Rows: 196537 Columns: 4
── Column specification ────────────────────────────────────────────────────────
Delimiter: ","
chr  (2): text, president
dbl  (1): executive_order_number
date (1): signing_date

ℹ Use `spec()` to retrieve the full column specification for this data.
ℹ Specify the column types or set `show_col_types = FALSE` to quiet this message.

# remove empty rows
eos <- filter(eos, !is.na(text))

# remove numbers
eos <- eos |>
  mutate(text = str_remove_all(text, "\\d")) |>
  mutate(text = str_remove_all(text, "``''")) |>
  mutate(text = str_squish(text))

# combine rows into one row per document
eos <- eos |>
  group_by(executive_order_number) |>
  nest(text = text) |>
  mutate(text = map_chr(.x = text, ~paste(.x[[1]], collapse = " "))) |>
  ungroup()

# label the party of each executive order
republicans <- c("bush", "trump")

eos_modeling <- eos |>
  mutate(
    party = if_else(
      condition = president %in% republicans, 
      true = "rep", 
      false = "dem"
    )
  ) |>
  # we can include non-text predictors but we drop predictors that would be too
  # useful (i.e. dates align with individual presidents)
  select(-president, -signing_date, -executive_order_number)

25.4.3 Logistic LASSO regression

We will test a parametric (logistic LASSO regression) and a non-parametric(random forest) to predict the party using only the text of the executive orders. We will use cross-validation for model selection.

library(tidymodels)

Warning: package 'tidymodels' was built under R version 4.3.3

── Attaching packages ────────────────────────────────────── tidymodels 1.3.0 ──

✔ dials        1.4.0     ✔ tune         1.3.0
✔ infer        1.0.7     ✔ workflows    1.2.0
✔ modeldata    1.4.0     ✔ workflowsets 1.1.0
✔ parsnip      1.3.1     ✔ yardstick    1.3.2
✔ rsample      1.2.1

Warning: package 'dials' was built under R version 4.3.3

Warning: package 'modeldata' was built under R version 4.3.3

Warning: package 'parsnip' was built under R version 4.3.3

Warning: package 'tune' was built under R version 4.3.3

Warning: package 'workflows' was built under R version 4.3.3

Warning: package 'yardstick' was built under R version 4.3.3

── Conflicts ───────────────────────────────────────── tidymodels_conflicts() ──
✖ scales::discard() masks purrr::discard()

Source records:
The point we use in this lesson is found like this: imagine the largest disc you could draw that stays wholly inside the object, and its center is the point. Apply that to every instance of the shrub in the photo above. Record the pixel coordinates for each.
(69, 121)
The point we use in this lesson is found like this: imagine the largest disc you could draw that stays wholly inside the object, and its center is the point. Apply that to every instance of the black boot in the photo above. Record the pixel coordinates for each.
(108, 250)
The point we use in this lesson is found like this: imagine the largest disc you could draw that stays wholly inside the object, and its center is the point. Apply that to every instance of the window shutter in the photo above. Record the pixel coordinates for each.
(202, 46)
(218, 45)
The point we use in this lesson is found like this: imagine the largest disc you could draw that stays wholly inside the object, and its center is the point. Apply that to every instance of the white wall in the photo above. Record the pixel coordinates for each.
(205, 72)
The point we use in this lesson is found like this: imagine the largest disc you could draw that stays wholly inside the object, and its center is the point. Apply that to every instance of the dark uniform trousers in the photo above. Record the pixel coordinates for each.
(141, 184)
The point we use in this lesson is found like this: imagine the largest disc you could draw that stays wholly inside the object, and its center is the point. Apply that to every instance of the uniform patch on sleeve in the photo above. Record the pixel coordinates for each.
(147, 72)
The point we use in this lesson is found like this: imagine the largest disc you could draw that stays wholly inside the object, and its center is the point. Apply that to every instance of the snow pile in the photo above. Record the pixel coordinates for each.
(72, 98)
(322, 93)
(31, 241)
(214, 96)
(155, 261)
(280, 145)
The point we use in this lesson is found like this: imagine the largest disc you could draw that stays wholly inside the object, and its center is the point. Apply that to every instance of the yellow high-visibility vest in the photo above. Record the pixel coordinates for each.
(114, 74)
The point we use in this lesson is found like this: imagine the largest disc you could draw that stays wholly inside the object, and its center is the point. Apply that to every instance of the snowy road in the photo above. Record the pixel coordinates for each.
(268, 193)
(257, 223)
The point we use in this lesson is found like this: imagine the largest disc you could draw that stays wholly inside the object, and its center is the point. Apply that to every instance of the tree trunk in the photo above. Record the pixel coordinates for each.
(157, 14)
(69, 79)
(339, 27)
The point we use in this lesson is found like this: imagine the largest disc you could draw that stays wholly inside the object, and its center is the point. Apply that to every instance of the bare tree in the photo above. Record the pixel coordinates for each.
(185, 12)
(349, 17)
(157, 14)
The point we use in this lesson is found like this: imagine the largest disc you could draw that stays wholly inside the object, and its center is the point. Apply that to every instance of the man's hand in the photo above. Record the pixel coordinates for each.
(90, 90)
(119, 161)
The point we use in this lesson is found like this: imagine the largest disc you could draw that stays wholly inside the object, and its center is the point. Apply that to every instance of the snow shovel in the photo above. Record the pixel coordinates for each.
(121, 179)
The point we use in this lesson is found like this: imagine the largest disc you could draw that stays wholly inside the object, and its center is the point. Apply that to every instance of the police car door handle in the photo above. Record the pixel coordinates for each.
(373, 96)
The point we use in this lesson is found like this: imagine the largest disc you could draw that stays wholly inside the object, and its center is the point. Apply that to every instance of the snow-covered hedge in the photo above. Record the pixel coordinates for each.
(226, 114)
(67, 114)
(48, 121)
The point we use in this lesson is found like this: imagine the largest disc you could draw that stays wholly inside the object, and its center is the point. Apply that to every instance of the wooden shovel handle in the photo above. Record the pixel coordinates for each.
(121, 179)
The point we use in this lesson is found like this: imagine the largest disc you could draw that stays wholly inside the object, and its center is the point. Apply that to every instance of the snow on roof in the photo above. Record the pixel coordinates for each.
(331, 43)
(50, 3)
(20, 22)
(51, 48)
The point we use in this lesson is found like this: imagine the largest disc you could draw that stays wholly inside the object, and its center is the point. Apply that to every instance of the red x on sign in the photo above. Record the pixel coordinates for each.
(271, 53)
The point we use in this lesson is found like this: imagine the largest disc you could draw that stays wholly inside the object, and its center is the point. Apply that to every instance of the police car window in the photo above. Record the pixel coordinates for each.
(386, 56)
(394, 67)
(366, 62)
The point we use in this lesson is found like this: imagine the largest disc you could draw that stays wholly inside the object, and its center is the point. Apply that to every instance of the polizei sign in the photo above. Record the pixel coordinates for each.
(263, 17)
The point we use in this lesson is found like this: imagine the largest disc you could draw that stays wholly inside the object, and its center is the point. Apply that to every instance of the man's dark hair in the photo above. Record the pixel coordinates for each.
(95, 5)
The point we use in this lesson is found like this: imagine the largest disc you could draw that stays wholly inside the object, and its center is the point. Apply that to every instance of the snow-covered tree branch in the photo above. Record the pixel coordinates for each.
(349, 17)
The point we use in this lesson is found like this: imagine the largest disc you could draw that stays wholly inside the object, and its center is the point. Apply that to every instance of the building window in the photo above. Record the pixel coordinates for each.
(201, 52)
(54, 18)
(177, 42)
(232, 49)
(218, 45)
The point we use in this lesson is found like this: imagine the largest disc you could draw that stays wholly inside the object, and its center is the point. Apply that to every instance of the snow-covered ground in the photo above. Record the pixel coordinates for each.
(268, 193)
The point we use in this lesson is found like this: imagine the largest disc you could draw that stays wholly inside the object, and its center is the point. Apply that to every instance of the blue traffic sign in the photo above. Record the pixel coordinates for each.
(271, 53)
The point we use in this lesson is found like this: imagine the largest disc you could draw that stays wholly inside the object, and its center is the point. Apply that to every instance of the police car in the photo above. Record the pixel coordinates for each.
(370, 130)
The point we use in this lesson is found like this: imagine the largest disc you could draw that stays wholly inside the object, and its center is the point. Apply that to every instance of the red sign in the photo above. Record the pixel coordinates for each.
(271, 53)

(PROMPT) Decide whether each statement below agrees with the R code excerpt, answering yes or no and quoting the words of the excerpt that settle it. 1. The presidents counted as Republicans are Bush and Trump. 2. The signing date is kept as a predictor for the model. 3. Cross-validation is used for model selection.

(RESPONSE FOR THIS EXERCISE)
1. Yes: "republicans <- c("bush", "trump")"
2. No: "select(-president, -signing_date, -executive_order_number)"
3. Yes: "We will use cross-validation for model selection."